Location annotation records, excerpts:

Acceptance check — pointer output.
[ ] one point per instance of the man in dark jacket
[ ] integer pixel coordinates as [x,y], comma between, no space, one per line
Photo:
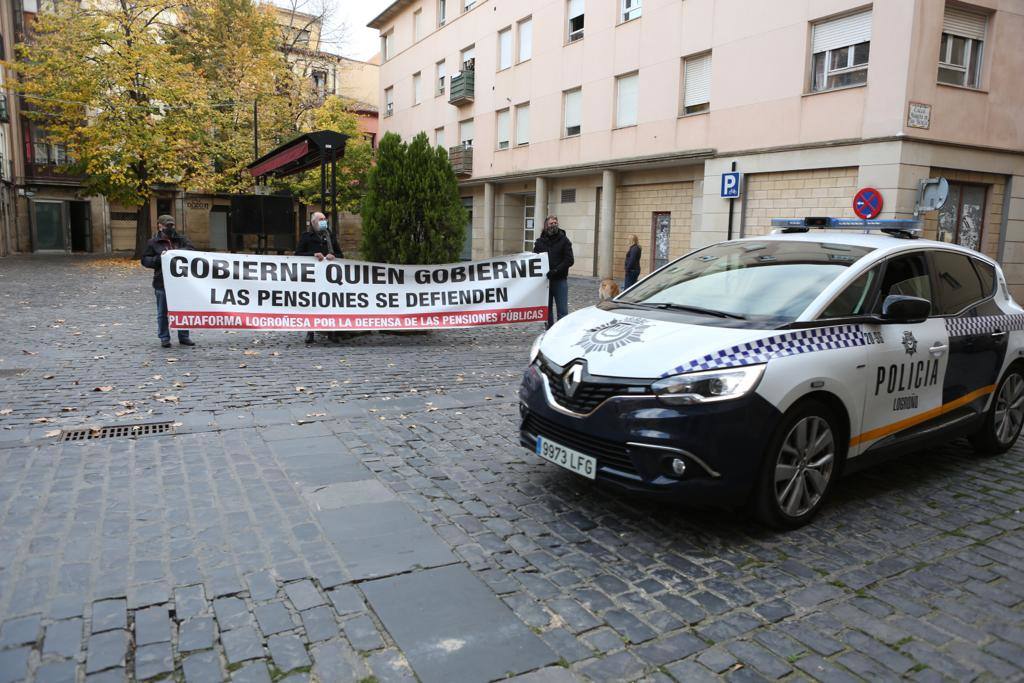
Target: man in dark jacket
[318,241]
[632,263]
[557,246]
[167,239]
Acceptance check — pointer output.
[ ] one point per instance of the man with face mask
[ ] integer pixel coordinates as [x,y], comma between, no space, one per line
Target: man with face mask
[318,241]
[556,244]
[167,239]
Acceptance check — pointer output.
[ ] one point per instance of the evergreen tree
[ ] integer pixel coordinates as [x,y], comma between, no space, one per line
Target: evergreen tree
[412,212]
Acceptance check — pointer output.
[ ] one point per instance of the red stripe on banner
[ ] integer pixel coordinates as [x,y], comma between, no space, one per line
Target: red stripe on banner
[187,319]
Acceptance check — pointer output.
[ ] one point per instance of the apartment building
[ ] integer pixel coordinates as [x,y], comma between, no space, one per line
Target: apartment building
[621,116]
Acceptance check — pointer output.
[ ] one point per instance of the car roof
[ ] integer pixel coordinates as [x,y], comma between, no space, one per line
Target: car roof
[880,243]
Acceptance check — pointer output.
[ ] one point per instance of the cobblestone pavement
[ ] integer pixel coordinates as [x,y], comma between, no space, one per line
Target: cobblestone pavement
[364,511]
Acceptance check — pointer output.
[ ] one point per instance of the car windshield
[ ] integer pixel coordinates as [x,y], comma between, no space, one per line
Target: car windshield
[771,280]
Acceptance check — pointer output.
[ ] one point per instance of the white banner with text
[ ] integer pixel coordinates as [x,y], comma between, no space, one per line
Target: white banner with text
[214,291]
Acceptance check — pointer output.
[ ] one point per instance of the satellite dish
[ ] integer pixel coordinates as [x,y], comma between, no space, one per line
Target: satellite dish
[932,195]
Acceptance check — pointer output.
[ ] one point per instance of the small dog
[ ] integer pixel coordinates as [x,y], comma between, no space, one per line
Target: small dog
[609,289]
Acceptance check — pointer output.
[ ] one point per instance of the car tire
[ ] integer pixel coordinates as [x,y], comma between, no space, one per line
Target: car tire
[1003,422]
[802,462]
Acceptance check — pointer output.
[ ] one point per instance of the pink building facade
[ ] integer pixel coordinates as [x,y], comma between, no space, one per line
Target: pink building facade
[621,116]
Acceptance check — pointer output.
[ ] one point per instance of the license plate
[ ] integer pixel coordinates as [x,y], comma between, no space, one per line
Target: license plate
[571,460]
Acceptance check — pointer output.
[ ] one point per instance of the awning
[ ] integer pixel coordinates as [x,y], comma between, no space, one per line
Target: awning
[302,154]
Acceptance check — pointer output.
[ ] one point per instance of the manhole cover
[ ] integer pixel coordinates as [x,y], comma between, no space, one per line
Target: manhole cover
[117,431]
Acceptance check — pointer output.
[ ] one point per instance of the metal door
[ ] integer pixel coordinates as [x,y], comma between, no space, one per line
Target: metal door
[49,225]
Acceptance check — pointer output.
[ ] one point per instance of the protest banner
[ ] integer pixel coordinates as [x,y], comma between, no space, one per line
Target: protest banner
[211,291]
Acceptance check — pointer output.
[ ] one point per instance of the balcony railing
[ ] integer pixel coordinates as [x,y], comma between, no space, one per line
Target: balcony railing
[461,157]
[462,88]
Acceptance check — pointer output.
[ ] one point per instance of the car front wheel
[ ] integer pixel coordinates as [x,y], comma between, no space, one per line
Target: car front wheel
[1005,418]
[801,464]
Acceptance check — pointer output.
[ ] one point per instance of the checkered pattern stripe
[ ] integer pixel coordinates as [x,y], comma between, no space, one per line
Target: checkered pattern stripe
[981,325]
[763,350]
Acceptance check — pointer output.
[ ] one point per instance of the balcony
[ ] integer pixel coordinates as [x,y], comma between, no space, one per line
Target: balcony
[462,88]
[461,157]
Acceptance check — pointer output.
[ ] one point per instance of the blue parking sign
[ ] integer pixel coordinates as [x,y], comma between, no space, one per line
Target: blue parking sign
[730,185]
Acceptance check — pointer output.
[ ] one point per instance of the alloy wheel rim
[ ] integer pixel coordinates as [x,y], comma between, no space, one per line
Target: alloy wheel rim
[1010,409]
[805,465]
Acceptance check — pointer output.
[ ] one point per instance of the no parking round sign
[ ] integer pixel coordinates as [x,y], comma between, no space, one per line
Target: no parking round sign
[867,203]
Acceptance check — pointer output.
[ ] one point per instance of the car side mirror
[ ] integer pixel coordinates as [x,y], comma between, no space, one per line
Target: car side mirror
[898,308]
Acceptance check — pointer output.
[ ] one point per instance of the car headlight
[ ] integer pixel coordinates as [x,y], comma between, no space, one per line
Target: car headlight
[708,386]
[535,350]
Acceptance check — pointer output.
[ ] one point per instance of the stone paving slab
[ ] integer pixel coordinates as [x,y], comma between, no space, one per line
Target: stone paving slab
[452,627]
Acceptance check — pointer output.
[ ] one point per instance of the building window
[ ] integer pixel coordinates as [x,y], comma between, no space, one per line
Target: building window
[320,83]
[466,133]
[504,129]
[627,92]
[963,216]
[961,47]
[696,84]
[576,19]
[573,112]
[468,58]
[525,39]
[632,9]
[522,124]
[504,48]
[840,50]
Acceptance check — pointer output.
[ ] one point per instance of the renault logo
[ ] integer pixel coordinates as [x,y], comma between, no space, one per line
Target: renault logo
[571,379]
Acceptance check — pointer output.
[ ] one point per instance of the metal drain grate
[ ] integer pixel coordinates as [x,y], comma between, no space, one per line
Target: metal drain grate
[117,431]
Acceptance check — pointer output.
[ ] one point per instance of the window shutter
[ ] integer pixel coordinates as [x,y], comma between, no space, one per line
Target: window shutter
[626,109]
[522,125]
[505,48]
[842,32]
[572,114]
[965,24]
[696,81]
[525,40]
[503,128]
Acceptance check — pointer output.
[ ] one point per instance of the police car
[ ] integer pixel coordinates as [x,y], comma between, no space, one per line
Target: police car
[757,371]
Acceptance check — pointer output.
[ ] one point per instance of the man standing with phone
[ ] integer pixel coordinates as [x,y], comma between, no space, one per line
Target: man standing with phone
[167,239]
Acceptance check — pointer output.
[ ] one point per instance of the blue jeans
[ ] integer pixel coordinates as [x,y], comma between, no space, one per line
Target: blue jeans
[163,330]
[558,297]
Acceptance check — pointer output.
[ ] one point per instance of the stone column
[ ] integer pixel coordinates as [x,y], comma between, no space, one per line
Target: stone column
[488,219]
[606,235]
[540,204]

...

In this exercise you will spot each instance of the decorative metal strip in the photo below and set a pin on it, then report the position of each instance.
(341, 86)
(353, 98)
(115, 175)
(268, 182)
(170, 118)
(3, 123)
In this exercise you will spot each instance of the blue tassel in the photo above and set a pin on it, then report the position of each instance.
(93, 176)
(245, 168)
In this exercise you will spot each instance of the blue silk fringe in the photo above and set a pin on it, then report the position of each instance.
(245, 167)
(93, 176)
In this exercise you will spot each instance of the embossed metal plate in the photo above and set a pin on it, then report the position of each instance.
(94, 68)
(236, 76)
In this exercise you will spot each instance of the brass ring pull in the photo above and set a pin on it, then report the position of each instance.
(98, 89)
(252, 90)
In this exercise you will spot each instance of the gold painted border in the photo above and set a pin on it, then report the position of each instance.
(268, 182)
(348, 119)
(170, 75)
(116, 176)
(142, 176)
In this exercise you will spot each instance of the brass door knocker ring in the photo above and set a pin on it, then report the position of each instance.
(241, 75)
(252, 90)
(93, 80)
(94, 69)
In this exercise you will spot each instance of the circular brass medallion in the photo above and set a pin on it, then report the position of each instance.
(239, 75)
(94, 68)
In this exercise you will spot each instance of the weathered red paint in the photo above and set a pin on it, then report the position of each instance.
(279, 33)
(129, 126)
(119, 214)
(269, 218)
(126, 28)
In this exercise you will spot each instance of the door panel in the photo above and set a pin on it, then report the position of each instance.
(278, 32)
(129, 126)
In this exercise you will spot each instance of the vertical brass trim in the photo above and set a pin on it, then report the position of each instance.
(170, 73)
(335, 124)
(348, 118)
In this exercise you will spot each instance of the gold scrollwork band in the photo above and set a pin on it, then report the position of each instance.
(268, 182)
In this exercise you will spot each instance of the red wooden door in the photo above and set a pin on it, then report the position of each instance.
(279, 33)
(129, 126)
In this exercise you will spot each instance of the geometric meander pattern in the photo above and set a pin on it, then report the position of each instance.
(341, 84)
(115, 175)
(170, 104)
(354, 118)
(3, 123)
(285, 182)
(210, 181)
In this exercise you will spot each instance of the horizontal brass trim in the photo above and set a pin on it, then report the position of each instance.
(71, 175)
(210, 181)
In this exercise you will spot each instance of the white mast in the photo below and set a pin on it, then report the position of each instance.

__Set task__
Please rewrite the records from the line with "In this exercise you will spot each instance of the geometric" to the line with "In this exercise you will spot each instance of the white", swapping "pin" for "marker" and changing nothing else.

__Expected output__
In this exercise you will spot each instance of the geometric meander pattern in the photo above and set a marker on it, then report the position of each instance.
(341, 84)
(115, 175)
(170, 104)
(354, 118)
(3, 123)
(285, 182)
(210, 181)
In this exercise you will spot each instance of the horizontal brass trim in the photo above and set a marker on it, then report the position of each instance.
(71, 175)
(210, 181)
In this exercise you will spot each instance of the white mast in the photo below and set a marker on it, then report the position of each instance.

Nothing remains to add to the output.